• _Task 1_
Reproduce the passage of the US unemployment article from "The market was" to "of the coronavirus.", copying it word for word.
• _Task 2_
Please carry on the US unemployment article from the point where it stops.

++++ Document segment ++++

Markets

Breakdown of the latest developments on the global exchanges
Apr 5, 2020, 7:57 AM GMT
#UnemploymentRate

The Recorded Surge in US Unemployment Dwarfs the Initial Expectations

The latest Non-Farm Payrolls report revealed some concerning trends in the American labour market. The findings of the March report pointed to a 4.4 per cent jump in unemployment, which is the highest level on record since August 2017.

In comparison, the unemployment rate in February was still threading at the record-low of 3.5 per cent, which is why the consensus forecasts were expecting a more moderate deterioration to 3.8 per cent this month. However, the actual increase was much more significant.

US Unemployment Rate

The market was anticipating the loss of jobs to reach 100 thousand, but the NFP recorded the staggering 701 thousand lost jobs, which reflects the initial attempts by the US government to contain and prevent the spread of the coronavirus.

++++ Provided data ++++

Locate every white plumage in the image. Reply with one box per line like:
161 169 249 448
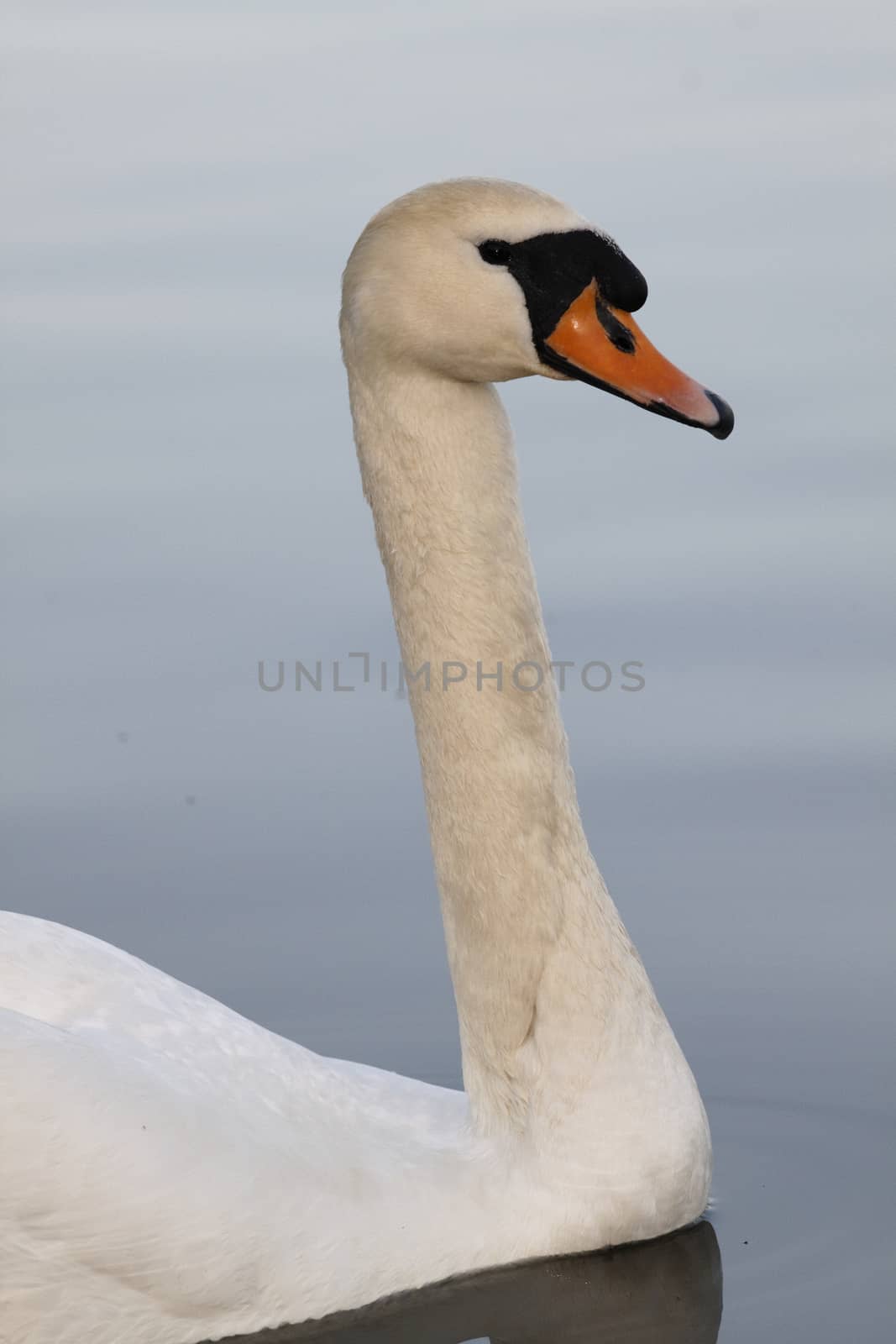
0 181 710 1344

++++

• _Task answer 1_
The market was anticipating the loss of jobs to reach 100 thousand, but the NFP recorded the staggering 701 thousand lost jobs, which reflects the initial attempts by the US government to contain and prevent the spread of the coronavirus.

• _Task answer 2_
The report did not, however, cover the last two weeks of March when the jobless claims soared by nearly 10 million on the rapidly expanding coronavirus threat on the economy.

US Jobless Claims

That is why arguably, due to the incomplete Payrolls report for March and the yet unclear transition of the labour market into a new paradigm, the market did not react quite noticeably to the release of the data. The initial adverse impact was partially offset by Donald Trump’s comments on the oil price war (read more about it in the first section of the update) .

Meanwhile, the yield of the US 10-year Government Bond has started to fall once again compared to the relatively flat prices of gold and S&P 500. This indicates the falling pace of recovery.